#### Selected excerpt:

In accordance with a first example, a cold weather surface maintenance vehicle is described that includes a container configured to receive a spreadable material, a dispensing mechanism coupled to the container to distribute the spreadable material, a sensor configured to provide sensor data regarding movement of the vehicle, a global positioning system (GPS) receiver configured to receive GPS data for a speed of the vehicle, and a controller operably coupled to the sensor and the GPS receiver. The controller is configured to control operation of the dispensing mechanism in response to the sensor data indicating a start of movement of the vehicle and control operation of the dispensing mechanism based on the GPS data.

In some examples, the spreadable material is a granular material and the dispensing mechanism is a drop spreader or a broadcast spreader. In further examples, the dispensing mechanism is a motor driving movement of at least one of: a movable door covering an outlet of the container, an impeller, an auger, or a chain drum.

In some examples, the spreadable material is a liquid material and the dispensing mechanism is a sprayer. In further examples, the dispensing mechanism includes at least one of a valve or pump to provide the liquid material to the sprayer.

In some examples, the vehicle includes a traction control lever. In further examples, the sensor is configured to provide sensor data regarding a position of the traction control lever and/or the traction control lever further includes a linkage and the sensor is configured to provide sensor data regarding an angle between components of the linkage.

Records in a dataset
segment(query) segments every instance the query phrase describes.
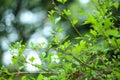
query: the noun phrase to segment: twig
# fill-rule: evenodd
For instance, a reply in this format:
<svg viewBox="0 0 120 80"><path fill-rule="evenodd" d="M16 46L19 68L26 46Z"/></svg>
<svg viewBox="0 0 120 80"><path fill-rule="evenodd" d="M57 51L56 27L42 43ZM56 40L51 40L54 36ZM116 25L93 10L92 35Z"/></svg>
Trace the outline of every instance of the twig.
<svg viewBox="0 0 120 80"><path fill-rule="evenodd" d="M60 11L59 8L57 7L57 5L55 4L55 1L54 1L54 0L52 0L52 3L53 3L53 5L55 6L55 9L57 9L58 11ZM59 14L60 16L62 16L63 18L65 18L66 20L68 20L68 21L70 22L70 24L72 25L73 29L75 30L75 32L76 32L79 36L82 36L81 33L77 30L77 28L75 27L75 25L73 25L72 21L71 21L69 18L65 17L65 16L64 16L63 14L61 14L61 13L58 13L58 14Z"/></svg>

#### Set task A:
Answer these three questions about the description of the cold weather surface maintenance vehicle:
(i) When the spreadable material is granular, what two kinds of spreader can the dispensing mechanism be?
(ii) When the spreadable material is a liquid, what is the dispensing mechanism?
(iii) What does the GPS receiver receive GPS data for?
#### Set task B:
Go on with the description of the cold weather surface maintenance vehicle, starting right after its last sentence.

#### Exercise response A:
(i) A drop spreader or a broadcast spreader.
(ii) A sprayer.
(iii) A speed of the vehicle.

#### Exercise response B:
In some examples, the controller is further configured to stop operation of the dispensing mechanism in response to the sensor data indicating a stop of movement of the vehicle.

Any of the above examples can include one or more of the following aspects: the container is a plurality of containers and the dispensing mechanism is a plurality of dispensing mechanisms; the GPS receiver is further configured to receive GPS data for a location and direction of the vehicle and the controller is further configured to track a coverage area based on the GPS data and stop or slow operation of the dispensing mechanism in response to determining that the vehicle is within the coverage area; the sensor is a plurality of sensors connected in series, a first sensor of the plurality of sensors configured to provide sensor data regarding movement of a first side of the vehicle and a second sensor of the plurality of sensors configured to provide sensor data regarding movement of a second side of the vehicle, and the controller is configured to determine that the vehicle is turning based on the sensor data and stop or slow operation of the dispensing mechanism in response to determining that the vehicle is turning; and/or the vehicle includes a plurality of user speed controls and the sensor is a plurality of sensors, each sensor of the plurality of sensors operably coupled to one of the plurality of user speed controls to provide sensor data regarding movement of the vehicle associated with movement of the corresponding user speed control, and the controller is further configured to determine that the vehicle is turning based on the sensor data from the plurality of sensors and stop or slow operation of the dispensing mechanism in response to determining that the vehicle is turning.

In accordance with a second example, a method for controlling operation of a cold weather surface maintenance vehicle is disclosed that includes receiving sensor data regarding movement of the vehicle at a controller of the surface maintenance vehicle from an onboard sensor, controlling operation of a dispensing mechanism for spreadable material of the vehicle with the controller based on the sensor data, receiving global positioning system (GPS) data regarding a speed of the vehicle, and controlling operation of the dispensing mechanism based on the GPS data.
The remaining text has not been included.